▶ Brief
Answer these from the forum thread on marketing a self-published novel below:
(a) When does AMS charge the author?
(b) Which paid promotion does the thread say worked great?
(c) Which service does the romance author like for giving away a free epilogue in exchange for an email sign-up?

▶ Source excerpt
★ ★ ★

Marketing a self-published novel?

Is anyone here familiar with the AMS (Amazon Marketing Services)? It's offered when you self-publish on Amazon. Basically, you run a campaign that offers up ads for your book, and anytime somebody clicks through to your sales page, you get charged. Apparently it works for some authors.

What I'm trying to get clarification on is this: it seems one can run campaigns on amazon.com, but not on amazon.co.uk. Is this correct, and if you can, how? What's the link?
 
Marketing. The dirty word. Basically, I havn't got a clue and we've been stumbling around learning what we can, trying anything that we can do without financial outlay (except for a bookbarbarian promotion which worked great).
But, here's the question - if you had a budget of say £1000 or so, what could you do to get a novel in front of a lot of readers? Would a profesional marketing person be within that scope? Where would you find one? What else can you do?
I have zero skills or knowledge in this area. Without being egotistical, I think this is the single largest obstacle we have; getting the book in front of potential readers. The book is so well liked by 99% of readers, it is a bit depressing being unable to simply get it if front of a really large number of people.

Anyone have knowledge on how to really market an indie book, at reasonable cost? We will try bookbub but we all know how hard it is to get a gig with them.

Remember this: advertising is short term, marketing is long term.

I'm speaking from the place of being a minor but successful romance author, and it's important to understand that advertising a book may get you a few sales but if you are in this game to make money, you need to understand how that advertising fits into your marketing. Yes, it's about branding, and i know some authors hate that idea but it's a valid, necessary marketing tool. You are not advertising a book, you are advertising an ~experience~ and branding helps people understand what that experience is going to be. I could go into great detail on that but let's keep it simple:

As others have stated, writing more books to build a fanbase is key. So is an email list.

Make those two points work for you. Don't just include a link to sign up for your email list at the end of the book, offer a free epilogue or character backstory short story for the sign up (I like bookfunnel for this, it's worth the small change subscription) because that will really get them to click the link. Likewise, use a prologue short story (with "buy" links to the full book right after "the end!") and give it away via an Instafreebie campaign, which gets you both email sign ups and (if people like the prologue) buyers of the book. Or, go permafree with that prologue and go "wide" with it, to steer people to your book. Either way, you're pulling people to the book, with almost no money out of pocket to do it.

★ ★ ★

▶ Record list

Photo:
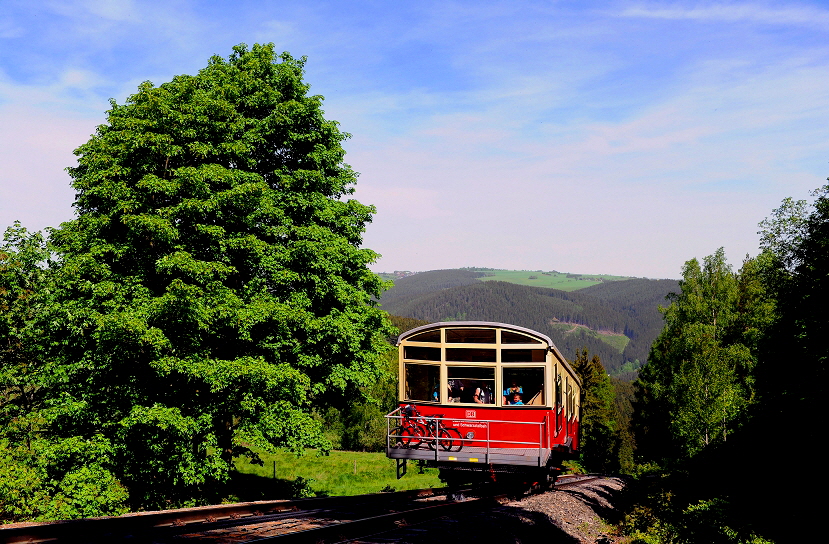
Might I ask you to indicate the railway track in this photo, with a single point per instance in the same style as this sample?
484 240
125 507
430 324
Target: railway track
318 520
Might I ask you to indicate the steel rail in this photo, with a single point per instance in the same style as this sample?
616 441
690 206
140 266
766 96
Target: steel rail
179 521
374 525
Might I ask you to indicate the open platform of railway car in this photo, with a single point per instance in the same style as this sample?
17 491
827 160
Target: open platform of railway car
480 394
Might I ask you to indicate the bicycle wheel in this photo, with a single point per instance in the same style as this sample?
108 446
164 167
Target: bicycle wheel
419 433
455 442
401 437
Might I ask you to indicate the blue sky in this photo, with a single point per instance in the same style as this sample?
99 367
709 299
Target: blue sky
593 137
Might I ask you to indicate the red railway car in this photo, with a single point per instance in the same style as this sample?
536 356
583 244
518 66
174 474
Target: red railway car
483 400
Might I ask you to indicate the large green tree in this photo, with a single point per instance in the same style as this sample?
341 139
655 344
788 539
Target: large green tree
213 289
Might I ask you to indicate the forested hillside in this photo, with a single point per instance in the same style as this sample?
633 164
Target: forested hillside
616 320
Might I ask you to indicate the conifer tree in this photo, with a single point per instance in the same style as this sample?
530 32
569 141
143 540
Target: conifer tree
598 417
213 287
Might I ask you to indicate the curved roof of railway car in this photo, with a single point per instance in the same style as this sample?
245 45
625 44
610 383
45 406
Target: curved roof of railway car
473 324
531 332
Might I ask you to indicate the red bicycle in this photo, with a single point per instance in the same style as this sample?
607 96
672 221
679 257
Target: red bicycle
416 429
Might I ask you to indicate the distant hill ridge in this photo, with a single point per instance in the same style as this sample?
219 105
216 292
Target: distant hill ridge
618 319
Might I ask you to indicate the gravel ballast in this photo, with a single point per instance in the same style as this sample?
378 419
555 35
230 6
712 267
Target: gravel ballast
570 515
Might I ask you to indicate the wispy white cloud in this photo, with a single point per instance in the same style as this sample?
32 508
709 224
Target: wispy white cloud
718 12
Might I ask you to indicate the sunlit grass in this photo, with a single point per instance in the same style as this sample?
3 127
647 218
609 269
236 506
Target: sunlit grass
339 473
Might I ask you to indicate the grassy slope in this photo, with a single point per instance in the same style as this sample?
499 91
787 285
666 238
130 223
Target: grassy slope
327 475
614 340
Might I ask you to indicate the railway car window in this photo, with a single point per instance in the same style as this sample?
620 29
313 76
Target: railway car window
428 336
523 355
422 353
471 384
422 382
523 387
470 336
508 337
470 355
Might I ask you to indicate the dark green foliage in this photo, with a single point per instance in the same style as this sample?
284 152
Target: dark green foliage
212 291
623 404
403 324
699 382
627 307
598 426
426 282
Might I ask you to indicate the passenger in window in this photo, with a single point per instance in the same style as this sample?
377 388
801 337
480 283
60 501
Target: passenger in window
469 394
458 391
511 390
480 395
486 395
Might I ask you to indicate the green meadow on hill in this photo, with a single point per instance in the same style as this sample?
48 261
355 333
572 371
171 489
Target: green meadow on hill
614 317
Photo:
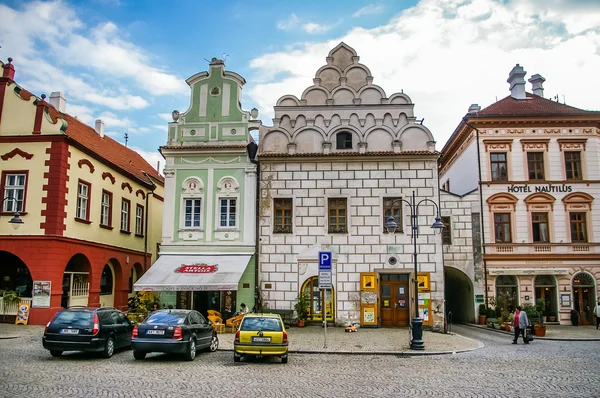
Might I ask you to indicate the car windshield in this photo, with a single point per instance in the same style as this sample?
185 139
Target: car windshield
263 324
74 318
166 318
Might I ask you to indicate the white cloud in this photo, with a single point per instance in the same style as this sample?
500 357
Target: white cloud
447 55
368 10
288 24
315 28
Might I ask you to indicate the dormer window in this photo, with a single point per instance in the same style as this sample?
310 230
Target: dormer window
344 140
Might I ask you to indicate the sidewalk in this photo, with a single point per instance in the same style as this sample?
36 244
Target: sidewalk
558 332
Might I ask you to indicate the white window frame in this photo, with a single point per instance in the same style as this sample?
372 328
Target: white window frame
14 190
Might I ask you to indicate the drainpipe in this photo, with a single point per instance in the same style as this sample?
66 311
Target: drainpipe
481 210
252 150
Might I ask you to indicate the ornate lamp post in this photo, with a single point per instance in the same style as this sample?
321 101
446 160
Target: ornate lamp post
16 220
391 226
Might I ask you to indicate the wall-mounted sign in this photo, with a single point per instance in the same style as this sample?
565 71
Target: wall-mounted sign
41 294
539 188
197 269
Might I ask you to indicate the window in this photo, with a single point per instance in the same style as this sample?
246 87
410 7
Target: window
498 166
125 204
228 208
337 215
283 216
192 213
106 209
446 231
502 227
343 140
83 200
539 226
139 220
392 207
578 228
573 165
535 165
14 187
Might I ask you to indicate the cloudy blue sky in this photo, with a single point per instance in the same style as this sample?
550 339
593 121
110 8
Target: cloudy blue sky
126 61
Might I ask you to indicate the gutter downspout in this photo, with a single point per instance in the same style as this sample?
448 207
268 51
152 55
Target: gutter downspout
481 210
252 149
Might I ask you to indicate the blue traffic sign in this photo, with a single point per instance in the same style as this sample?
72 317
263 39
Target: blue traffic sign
325 261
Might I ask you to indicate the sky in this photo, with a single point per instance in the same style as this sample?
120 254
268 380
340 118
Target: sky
126 61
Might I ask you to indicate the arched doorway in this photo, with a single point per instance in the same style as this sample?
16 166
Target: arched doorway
506 293
316 298
545 289
459 295
76 282
107 286
583 297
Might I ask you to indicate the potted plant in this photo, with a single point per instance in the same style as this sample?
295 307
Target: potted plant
482 314
10 297
301 308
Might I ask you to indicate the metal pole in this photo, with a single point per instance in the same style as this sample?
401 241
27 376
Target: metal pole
417 324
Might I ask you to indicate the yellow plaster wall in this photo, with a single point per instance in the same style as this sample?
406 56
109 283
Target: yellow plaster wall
35 182
93 232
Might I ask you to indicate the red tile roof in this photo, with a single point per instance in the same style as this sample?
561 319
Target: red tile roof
534 105
109 150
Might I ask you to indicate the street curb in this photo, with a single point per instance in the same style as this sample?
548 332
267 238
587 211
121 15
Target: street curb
395 353
535 337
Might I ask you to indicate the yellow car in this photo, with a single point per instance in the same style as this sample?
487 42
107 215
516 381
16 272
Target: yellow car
261 335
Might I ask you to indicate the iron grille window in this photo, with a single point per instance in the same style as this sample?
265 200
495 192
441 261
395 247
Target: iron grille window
578 227
573 165
502 227
14 187
498 166
192 213
338 218
283 216
539 226
535 165
446 231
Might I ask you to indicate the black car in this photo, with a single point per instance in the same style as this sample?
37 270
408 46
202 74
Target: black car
87 329
173 331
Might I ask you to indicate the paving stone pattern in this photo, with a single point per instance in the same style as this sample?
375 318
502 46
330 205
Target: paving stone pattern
541 369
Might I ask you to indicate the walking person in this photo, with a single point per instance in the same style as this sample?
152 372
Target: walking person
520 323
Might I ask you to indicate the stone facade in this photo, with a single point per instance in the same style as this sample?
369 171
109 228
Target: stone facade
333 159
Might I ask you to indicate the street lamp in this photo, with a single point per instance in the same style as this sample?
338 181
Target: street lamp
391 226
16 220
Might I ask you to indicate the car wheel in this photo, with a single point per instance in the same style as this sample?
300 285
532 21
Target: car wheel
214 344
191 354
109 348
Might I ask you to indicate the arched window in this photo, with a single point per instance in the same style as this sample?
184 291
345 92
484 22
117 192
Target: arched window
343 140
314 296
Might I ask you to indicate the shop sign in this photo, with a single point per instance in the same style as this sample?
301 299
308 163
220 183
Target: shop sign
197 269
539 188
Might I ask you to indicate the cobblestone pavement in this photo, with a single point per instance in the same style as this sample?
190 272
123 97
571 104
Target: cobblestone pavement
499 369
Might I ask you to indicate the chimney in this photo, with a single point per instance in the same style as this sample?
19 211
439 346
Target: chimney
517 82
474 108
9 70
58 101
537 84
100 127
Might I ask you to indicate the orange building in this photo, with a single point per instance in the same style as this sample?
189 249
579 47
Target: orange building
91 208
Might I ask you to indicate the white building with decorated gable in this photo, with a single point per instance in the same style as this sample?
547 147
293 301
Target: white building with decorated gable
337 162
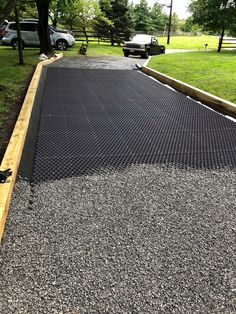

★ ★ ★

▶ Reply
(a) Anytime somebody clicks through to the book's sales page.
(b) A bookbarbarian promotion.
(c) Bookfunnel.